#### [Consigne 1]
Mettez en liste numérotée toutes les lignes des enregistrements du jeu de données ci-dessous, sans les lignes vides. N'incluez pas les images dans votre réponse.

#### [Extrait de page]
--

Mais de ce fait que les chrétiens manquent de preuves, il ne faut rien conclure contre la religion qu’ils professent, mais contre la raison[1] qui n’y peut rien et n’a rien à y voir ; ce qui revient à dire que si la raison ne peut rien pour établir la vérité de la religion chrétienne, elle ne peut rien non plus pour la détruire. Elle est simplement impuissante, aussi bien dans ses attaques que dans ses tentatives de démonstration. « Les prophéties, les miracles mêmes et les preuves de notre religion, ne sont pas de telle nature qu’on puisse dire qu’ils sont absolument convaincants. Mais ils le sont aussi de telle sorte qu’on ne peut dire que ce soit être sans raison que de les croire… il y a de l’évidence et de l’obscurité… Mais l’évidence est telle qu’elle surpasse, ou égale pour le moins l’évidence du contraire (XXIV. 18.) » Encore ici les éditeurs de Port-Royal ont fidèlement compris et rendu sa pensée, quand ils ont dit qu’il se proposait « de montrer que la religion chrétienne avait autant de marques de certitude et d’évidence que les choses qui sont reçues dans le monde pour les plus indubitables.[2] »

--

#### [Enregistrements d'un jeu de données]

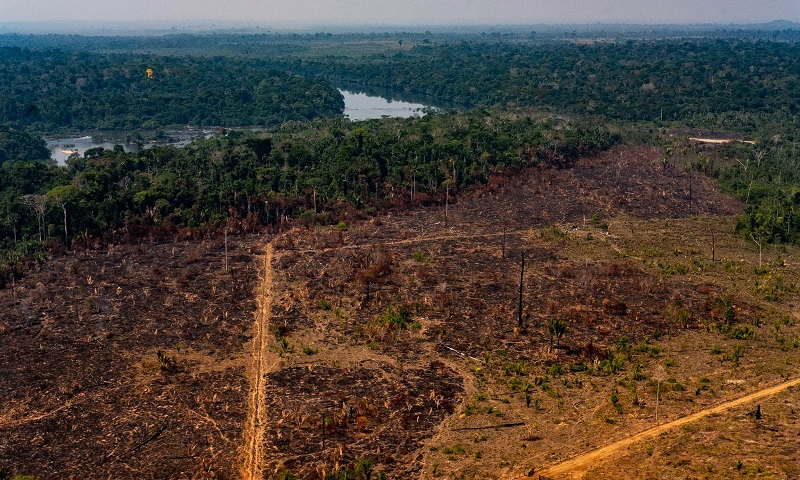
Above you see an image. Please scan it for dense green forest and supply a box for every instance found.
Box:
[292,40,800,132]
[0,47,344,132]
[0,111,619,284]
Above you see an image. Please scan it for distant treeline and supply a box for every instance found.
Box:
[0,47,344,132]
[0,111,618,277]
[288,40,800,136]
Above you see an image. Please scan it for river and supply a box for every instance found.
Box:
[339,90,431,121]
[47,89,433,165]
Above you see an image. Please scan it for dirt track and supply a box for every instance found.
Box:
[242,243,279,480]
[520,378,800,479]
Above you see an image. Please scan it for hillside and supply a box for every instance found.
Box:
[0,147,800,479]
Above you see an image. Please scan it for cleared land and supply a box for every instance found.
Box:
[0,147,800,479]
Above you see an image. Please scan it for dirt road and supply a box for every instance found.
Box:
[242,242,280,480]
[520,378,800,480]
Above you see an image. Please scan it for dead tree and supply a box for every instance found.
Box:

--

#### [Consigne 2]
Dans l'extrait sur la religion chrétienne, relevez tout ce que la citation présente comme n'étant pas absolument convaincant.

#### [Résultat 1]
1. Above you see an image. Please scan it for dense green forest and supply a box for every instance found.
2. Box:
3. [292,40,800,132]
4. [0,47,344,132]
5. [0,111,619,284]
6. Above you see an image. Please scan it for distant treeline and supply a box for every instance found.
7. Box:
8. [0,47,344,132]
9. [0,111,618,277]
10. [288,40,800,136]
11. Above you see an image. Please scan it for river and supply a box for every instance found.
12. Box:
13. [339,90,431,121]
14. [47,89,433,165]
15. Above you see an image. Please scan it for dirt track and supply a box for every instance found.
16. Box:
17. [242,243,279,480]
18. [520,378,800,479]
19. Above you see an image. Please scan it for hillside and supply a box for every instance found.
20. Box:
21. [0,147,800,479]
22. Above you see an image. Please scan it for cleared land and supply a box for every instance found.
23. Box:
24. [0,147,800,479]
25. Above you see an image. Please scan it for dirt road and supply a box for every instance found.
26. Box:
27. [242,242,280,480]
28. [520,378,800,480]
29. Above you see an image. Please scan it for dead tree and supply a box for every instance found.
30. Box:

#### [Résultat 2]
- les prophéties
- les miracles
- les preuves de notre religion